Required task:
Display each line in the listing below that contains the string "rear", copying the lines without changes. Case matters when matching.

Given records:
——
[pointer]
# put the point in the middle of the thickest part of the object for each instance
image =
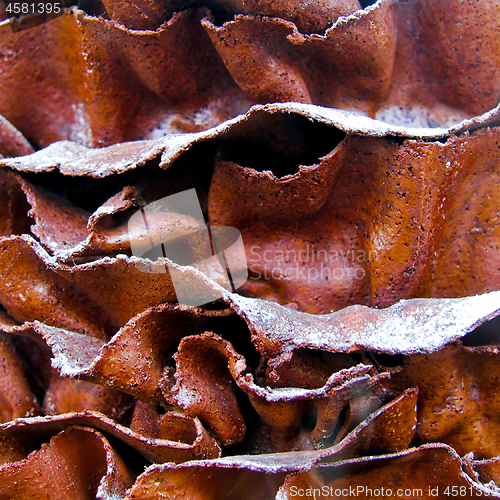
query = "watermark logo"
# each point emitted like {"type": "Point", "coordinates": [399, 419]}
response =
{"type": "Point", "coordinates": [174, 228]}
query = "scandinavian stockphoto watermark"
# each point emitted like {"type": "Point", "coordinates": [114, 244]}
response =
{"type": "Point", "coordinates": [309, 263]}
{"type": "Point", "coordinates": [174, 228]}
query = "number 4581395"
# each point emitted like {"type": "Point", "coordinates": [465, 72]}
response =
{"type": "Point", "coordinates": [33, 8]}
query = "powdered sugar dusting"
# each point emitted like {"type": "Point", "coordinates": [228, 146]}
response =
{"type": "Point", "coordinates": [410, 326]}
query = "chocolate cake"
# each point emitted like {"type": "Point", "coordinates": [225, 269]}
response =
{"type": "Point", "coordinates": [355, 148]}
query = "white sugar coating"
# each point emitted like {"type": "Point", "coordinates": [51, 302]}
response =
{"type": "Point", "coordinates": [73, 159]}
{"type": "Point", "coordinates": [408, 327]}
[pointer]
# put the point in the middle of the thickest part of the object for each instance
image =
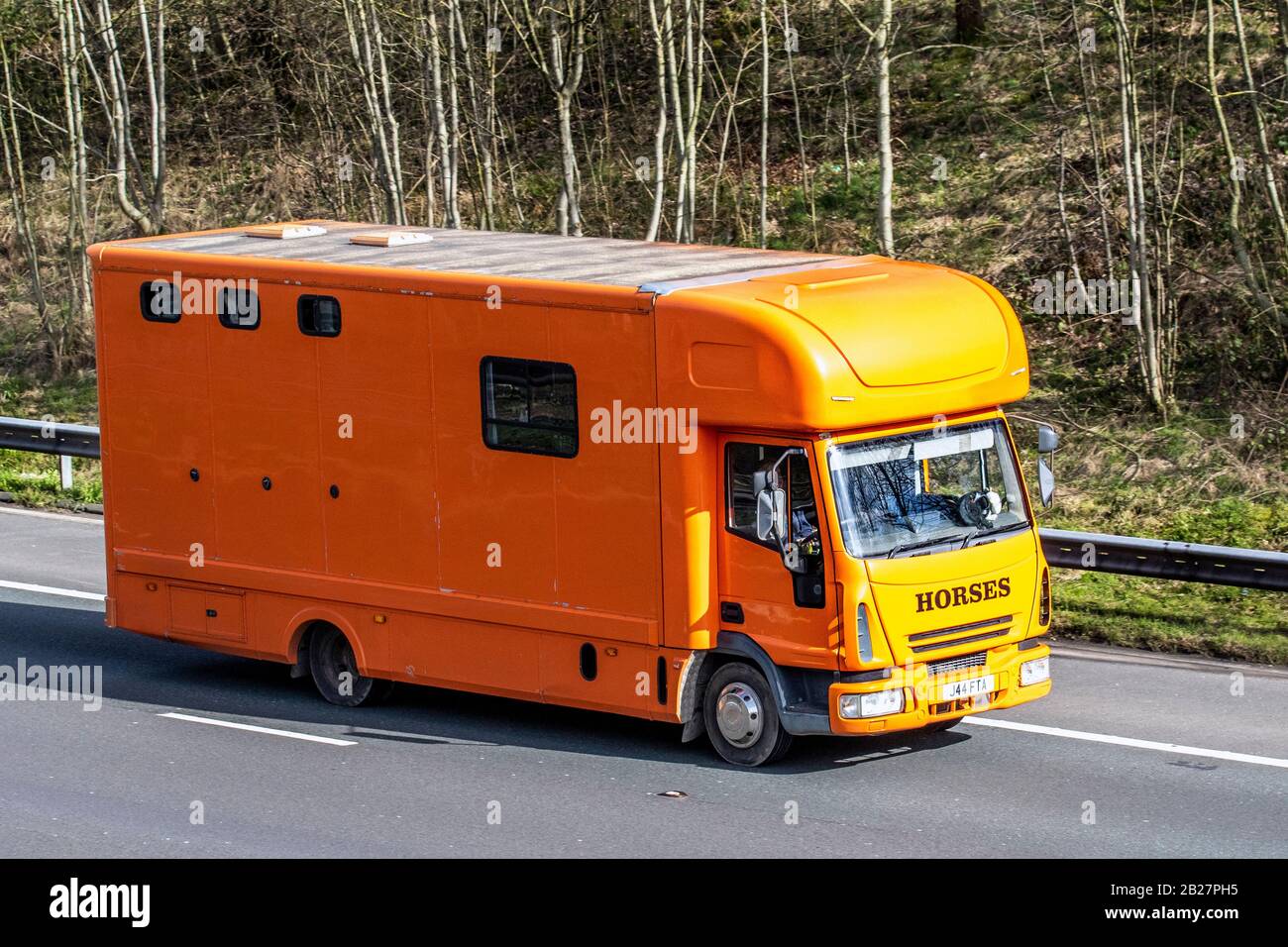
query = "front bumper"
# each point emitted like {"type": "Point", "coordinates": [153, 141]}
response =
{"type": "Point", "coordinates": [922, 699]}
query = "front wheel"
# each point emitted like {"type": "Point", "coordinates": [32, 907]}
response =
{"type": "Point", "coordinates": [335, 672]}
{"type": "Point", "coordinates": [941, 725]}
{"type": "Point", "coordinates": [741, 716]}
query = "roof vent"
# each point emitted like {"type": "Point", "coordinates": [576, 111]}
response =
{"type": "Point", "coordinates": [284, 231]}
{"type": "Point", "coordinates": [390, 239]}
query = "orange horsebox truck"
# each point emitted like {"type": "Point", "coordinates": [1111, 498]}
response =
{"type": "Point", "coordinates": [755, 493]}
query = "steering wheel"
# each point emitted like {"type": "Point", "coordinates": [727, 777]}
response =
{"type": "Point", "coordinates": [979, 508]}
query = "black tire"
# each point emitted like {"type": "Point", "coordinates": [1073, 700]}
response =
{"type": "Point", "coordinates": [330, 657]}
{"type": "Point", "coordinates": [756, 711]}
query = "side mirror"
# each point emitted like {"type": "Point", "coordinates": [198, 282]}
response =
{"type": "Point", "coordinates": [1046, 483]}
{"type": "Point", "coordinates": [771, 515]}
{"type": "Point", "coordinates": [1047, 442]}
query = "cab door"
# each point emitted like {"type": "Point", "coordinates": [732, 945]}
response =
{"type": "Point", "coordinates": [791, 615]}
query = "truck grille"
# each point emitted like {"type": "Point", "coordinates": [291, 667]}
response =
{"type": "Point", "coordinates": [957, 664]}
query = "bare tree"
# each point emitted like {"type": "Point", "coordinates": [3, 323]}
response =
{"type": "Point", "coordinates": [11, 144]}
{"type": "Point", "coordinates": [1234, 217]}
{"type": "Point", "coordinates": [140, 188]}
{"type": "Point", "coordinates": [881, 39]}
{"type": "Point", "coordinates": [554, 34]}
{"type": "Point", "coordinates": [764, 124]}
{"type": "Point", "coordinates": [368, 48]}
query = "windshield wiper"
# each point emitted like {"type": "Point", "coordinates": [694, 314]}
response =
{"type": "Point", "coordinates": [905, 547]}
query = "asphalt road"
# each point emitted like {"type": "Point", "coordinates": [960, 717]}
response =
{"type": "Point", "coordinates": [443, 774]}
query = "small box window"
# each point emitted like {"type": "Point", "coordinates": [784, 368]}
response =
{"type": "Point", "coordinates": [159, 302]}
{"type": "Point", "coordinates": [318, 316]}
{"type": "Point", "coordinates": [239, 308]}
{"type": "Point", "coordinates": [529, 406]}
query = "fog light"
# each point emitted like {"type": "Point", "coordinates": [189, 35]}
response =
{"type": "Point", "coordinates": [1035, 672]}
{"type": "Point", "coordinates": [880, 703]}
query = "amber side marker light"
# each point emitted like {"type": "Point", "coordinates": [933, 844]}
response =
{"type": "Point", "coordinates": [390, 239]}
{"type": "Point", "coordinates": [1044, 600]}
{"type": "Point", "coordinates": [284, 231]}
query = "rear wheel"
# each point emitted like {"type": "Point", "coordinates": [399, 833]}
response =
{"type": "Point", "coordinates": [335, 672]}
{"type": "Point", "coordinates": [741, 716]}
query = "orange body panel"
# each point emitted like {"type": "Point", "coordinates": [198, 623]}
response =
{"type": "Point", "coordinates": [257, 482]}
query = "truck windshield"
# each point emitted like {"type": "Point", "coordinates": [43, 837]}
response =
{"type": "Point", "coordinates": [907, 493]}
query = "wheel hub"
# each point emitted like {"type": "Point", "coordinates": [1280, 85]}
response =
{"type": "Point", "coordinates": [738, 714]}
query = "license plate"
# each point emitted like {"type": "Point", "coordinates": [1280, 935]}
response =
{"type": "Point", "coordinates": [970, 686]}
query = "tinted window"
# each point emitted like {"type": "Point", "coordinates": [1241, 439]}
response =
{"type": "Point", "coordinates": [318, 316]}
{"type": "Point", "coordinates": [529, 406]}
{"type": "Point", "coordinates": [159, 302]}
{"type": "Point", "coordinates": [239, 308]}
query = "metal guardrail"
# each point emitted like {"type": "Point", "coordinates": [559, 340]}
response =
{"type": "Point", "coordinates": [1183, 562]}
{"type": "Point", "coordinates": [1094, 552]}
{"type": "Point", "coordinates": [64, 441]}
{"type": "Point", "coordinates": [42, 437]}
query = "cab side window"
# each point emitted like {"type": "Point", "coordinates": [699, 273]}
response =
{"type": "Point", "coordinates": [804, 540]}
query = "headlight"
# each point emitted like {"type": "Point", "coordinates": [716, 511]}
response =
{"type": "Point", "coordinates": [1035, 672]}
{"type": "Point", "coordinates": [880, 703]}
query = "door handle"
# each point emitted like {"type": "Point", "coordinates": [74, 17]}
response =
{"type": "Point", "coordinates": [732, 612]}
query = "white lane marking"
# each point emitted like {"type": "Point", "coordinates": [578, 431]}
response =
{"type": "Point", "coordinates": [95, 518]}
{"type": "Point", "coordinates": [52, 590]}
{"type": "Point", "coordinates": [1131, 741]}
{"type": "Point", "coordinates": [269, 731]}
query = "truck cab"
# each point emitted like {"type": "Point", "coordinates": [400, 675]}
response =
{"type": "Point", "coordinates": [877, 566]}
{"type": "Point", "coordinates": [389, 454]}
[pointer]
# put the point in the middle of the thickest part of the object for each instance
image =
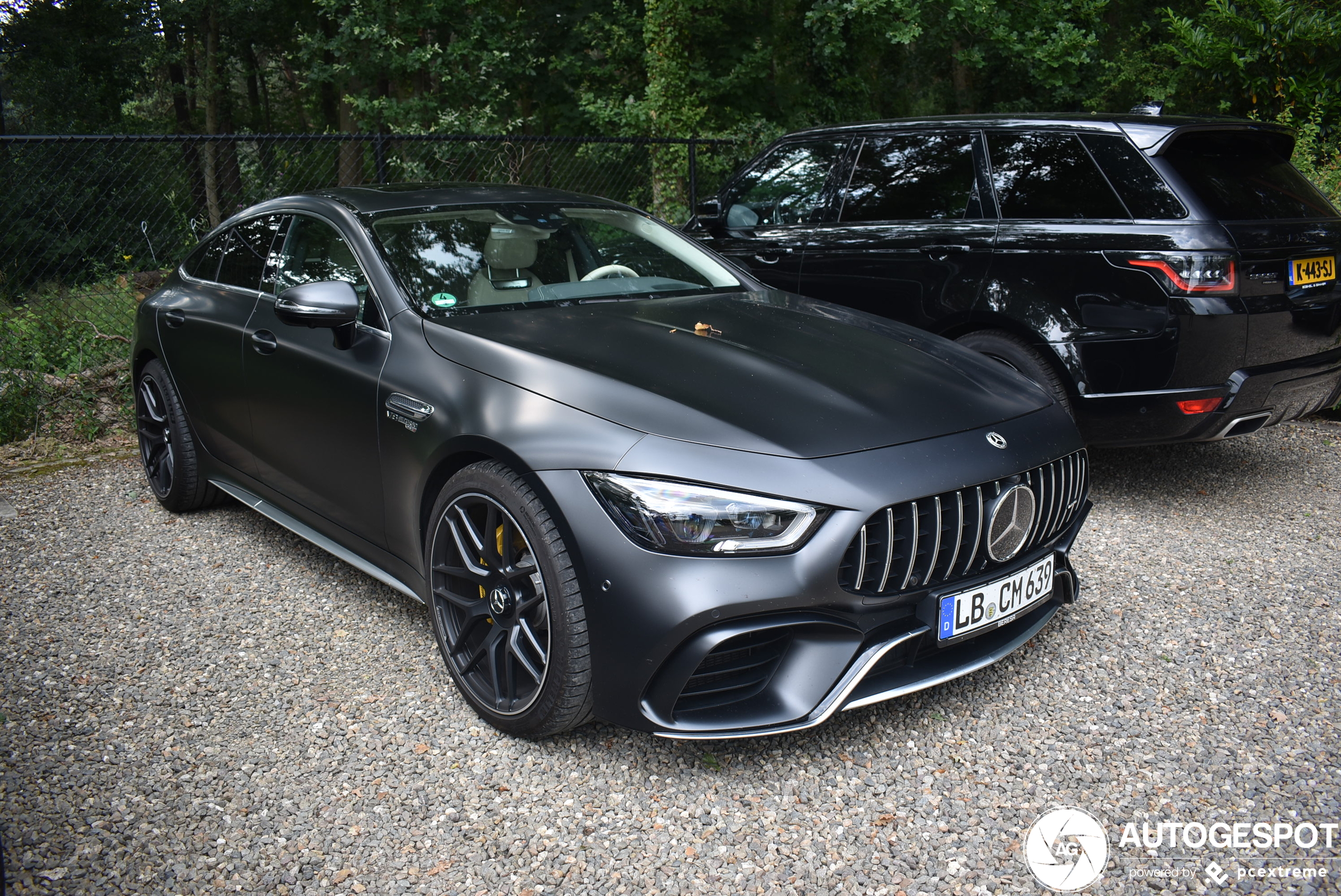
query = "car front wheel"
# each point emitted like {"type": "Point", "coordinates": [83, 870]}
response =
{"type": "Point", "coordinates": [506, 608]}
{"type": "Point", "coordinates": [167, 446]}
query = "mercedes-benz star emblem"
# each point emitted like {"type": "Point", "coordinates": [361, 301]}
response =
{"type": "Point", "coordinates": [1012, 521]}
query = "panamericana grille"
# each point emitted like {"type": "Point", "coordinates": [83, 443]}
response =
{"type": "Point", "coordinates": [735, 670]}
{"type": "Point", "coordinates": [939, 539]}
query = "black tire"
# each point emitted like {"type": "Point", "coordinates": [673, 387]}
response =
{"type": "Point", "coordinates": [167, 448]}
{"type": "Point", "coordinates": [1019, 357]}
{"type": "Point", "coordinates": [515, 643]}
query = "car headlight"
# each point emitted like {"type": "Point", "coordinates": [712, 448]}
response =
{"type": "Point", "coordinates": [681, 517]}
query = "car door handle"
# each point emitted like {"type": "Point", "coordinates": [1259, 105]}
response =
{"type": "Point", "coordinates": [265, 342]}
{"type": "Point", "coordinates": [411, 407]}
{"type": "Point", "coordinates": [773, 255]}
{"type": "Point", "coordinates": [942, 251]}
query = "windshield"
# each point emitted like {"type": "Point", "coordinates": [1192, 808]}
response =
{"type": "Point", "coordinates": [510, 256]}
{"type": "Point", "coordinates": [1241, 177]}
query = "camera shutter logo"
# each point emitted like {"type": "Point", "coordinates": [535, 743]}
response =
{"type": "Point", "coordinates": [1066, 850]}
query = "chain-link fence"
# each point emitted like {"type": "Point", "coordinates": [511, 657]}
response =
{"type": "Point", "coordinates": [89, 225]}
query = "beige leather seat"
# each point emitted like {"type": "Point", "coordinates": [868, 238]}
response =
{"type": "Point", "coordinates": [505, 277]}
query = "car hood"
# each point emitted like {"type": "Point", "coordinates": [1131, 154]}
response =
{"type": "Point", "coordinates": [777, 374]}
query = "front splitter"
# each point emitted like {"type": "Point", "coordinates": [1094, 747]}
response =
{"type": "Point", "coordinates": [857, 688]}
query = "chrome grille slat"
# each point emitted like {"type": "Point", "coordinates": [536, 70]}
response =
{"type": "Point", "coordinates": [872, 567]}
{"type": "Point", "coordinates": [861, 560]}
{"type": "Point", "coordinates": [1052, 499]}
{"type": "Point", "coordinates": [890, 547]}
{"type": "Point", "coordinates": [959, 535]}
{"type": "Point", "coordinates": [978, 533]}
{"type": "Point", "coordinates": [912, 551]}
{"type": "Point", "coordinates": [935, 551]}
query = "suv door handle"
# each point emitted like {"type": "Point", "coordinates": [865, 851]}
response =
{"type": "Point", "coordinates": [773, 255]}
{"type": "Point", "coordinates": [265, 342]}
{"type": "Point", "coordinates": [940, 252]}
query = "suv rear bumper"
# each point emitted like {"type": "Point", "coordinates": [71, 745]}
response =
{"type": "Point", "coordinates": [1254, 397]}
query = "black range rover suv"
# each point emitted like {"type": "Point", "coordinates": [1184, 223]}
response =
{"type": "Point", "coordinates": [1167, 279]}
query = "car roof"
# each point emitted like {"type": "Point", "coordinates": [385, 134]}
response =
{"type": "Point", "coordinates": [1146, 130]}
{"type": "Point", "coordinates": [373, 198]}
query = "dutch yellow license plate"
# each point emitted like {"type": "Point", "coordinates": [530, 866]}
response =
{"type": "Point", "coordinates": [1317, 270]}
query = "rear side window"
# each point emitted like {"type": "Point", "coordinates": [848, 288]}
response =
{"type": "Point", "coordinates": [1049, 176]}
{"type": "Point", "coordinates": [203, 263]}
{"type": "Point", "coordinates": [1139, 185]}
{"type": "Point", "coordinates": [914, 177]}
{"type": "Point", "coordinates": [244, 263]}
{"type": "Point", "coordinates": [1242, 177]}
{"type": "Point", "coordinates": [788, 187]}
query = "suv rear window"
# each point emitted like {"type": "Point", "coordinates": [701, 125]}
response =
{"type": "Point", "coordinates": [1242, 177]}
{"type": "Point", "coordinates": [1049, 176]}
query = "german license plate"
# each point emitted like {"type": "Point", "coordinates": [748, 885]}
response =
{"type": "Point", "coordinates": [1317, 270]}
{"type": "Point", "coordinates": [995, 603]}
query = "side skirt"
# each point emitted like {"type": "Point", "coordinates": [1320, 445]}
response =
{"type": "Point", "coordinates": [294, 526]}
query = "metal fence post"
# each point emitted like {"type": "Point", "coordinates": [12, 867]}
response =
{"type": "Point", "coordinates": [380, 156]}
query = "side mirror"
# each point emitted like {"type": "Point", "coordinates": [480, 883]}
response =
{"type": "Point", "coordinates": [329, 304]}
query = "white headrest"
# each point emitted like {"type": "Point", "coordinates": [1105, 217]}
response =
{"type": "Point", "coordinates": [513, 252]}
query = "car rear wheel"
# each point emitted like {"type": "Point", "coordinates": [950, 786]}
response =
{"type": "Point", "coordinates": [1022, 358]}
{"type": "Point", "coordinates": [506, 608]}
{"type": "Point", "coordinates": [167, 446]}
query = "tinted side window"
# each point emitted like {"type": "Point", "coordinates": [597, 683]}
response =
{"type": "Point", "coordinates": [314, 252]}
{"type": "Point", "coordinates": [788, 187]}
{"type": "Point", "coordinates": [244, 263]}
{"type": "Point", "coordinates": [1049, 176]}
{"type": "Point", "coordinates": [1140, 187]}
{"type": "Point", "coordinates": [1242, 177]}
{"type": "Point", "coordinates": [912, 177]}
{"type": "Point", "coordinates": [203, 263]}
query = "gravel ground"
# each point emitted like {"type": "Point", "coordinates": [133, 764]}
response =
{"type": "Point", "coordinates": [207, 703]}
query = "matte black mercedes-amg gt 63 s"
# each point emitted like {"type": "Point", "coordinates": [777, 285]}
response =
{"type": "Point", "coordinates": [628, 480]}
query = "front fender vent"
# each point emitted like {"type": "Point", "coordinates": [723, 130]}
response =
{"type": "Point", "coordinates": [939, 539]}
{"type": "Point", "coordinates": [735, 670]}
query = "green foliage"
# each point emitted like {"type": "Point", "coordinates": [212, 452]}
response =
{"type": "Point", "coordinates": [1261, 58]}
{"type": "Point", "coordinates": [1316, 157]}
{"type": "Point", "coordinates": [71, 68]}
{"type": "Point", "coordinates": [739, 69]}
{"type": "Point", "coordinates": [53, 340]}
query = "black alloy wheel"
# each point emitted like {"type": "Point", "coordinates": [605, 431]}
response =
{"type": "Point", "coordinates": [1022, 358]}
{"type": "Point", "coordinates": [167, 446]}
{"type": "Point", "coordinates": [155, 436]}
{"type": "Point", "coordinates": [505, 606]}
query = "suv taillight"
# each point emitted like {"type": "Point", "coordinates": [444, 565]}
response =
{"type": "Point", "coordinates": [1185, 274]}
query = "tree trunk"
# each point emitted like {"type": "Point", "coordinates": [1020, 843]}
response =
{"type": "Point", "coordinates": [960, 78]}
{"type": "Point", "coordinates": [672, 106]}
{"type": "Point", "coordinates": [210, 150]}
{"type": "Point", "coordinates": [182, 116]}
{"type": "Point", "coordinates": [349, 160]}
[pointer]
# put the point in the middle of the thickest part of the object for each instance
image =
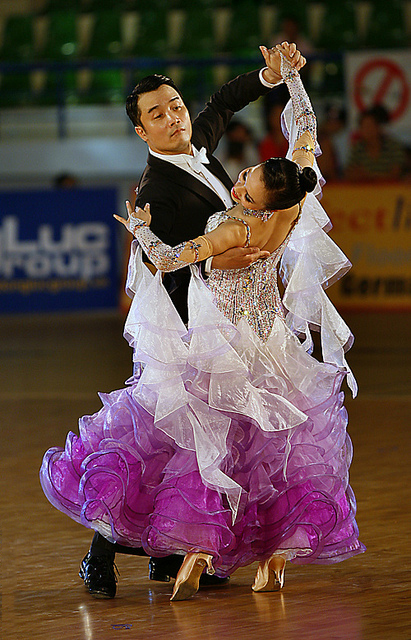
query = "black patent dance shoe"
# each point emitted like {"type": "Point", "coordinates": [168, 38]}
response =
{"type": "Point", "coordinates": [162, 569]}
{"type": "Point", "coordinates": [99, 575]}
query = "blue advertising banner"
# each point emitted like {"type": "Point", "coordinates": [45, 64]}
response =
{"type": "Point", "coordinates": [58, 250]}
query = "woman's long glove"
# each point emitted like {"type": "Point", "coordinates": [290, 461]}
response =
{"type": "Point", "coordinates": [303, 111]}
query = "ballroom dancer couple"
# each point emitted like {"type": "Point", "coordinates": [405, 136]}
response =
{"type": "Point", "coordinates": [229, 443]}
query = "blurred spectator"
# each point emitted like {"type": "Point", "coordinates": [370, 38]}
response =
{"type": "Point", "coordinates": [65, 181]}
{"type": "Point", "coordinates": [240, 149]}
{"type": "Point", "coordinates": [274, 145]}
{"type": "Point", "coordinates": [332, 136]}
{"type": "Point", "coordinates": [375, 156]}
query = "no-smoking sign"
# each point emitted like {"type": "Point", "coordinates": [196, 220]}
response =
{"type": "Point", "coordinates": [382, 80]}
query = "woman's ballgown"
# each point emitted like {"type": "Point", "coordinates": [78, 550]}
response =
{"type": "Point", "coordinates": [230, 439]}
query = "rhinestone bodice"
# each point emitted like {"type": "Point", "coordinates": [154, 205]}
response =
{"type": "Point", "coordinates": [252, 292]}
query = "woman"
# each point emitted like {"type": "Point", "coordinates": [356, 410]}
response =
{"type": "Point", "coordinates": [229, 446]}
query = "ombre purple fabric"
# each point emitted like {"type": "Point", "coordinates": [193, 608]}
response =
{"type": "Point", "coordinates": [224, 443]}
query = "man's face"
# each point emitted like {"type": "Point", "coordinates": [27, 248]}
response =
——
Answer:
query = "rear wheel"
query = "suv rear bumper"
query = "rear side window"
query = "suv rear window"
query = "car rear wheel"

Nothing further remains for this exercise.